June 2011 • PUMPS & SYSTEMS

Ensure proper bearing assessment and maintenance with this proven method
Of the methods used to assess the operating condition of rolling element bearings, one of the most successful and popular techniques is that of Shock Pulse evaluation. Shock Pulses are a special type of vibration that can be clearly distinguished from ordinary machine vibrations:
• The actual Shock Pulse is the pressure wave generated at the moment when one metallic object strikes another.
• The bulk of the impact momentum, however, acts to deform the target object, which then oscillates at its natural frequency. This vibration ultimately dissipates primarily as heat due to internal friction material damping.

Shock Pulses in Bearings
Shock Pulses occur during bearing operation when a rolling element passes over an irregularity in the surface of the bearing race. Of course, there is no such thing as a perfectly smooth surface in real life. Therefore, even new bearings emit a signal of weak Shock Pulses in rapid succession. This Carpet Value rises when the lubrication film between rolling elements and their races becomes depleted.
A defect on the surface of a rolling element or bearing race produces a strong Shock Pulse reaction with up to 1,000 times the intensity of the Carpet Value. These clusters of high amplitude peaks or Maximum Value stand out clearly from the background noise and are ideal indicators of bearing damage.

Shock Pulses propagate within a much higher frequency range than that of ordinary machine vibration, and their energy content is relatively low.

#####

Task 1 =
Translate this sentence from the Shock Pulse article into Spanish: "Shock Pulses propagate within a much higher frequency range than that of ordinary machine vibration, and their energy content is relatively low."
Task 2 =
According to the Shock Pulse article, how much stronger than the Carpet Value can the Shock Pulse reaction from a surface defect be?
Task 3 =
Which technical terms does the Shock Pulse article write with initial capital letters in its running text? List all of them.

Data for analysis =
#####

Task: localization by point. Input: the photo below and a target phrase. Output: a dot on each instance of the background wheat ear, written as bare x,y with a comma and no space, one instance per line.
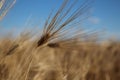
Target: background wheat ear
5,6
63,25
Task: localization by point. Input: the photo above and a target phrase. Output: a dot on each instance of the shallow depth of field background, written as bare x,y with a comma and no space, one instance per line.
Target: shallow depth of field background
30,52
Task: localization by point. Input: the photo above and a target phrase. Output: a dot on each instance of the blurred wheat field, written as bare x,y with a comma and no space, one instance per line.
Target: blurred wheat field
60,52
89,61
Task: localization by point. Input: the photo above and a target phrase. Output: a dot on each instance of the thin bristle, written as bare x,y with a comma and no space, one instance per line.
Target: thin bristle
62,19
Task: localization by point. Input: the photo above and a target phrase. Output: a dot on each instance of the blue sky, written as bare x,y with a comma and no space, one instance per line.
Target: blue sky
105,15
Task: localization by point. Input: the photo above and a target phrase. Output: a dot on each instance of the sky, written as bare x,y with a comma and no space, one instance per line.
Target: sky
105,15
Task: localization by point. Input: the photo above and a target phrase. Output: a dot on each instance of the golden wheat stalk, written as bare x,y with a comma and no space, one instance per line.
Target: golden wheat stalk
65,18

#####

Reply 1 =
Los pulsos de choque se propagan en un rango de frecuencias mucho más alto que el de la vibración ordinaria de las máquinas, y su contenido de energía es relativamente bajo.

Reply 2 =
Up to 1,000 times the intensity of the Carpet Value.

Reply 3 =
Shock Pulse (Shock Pulses), Carpet Value, Maximum Value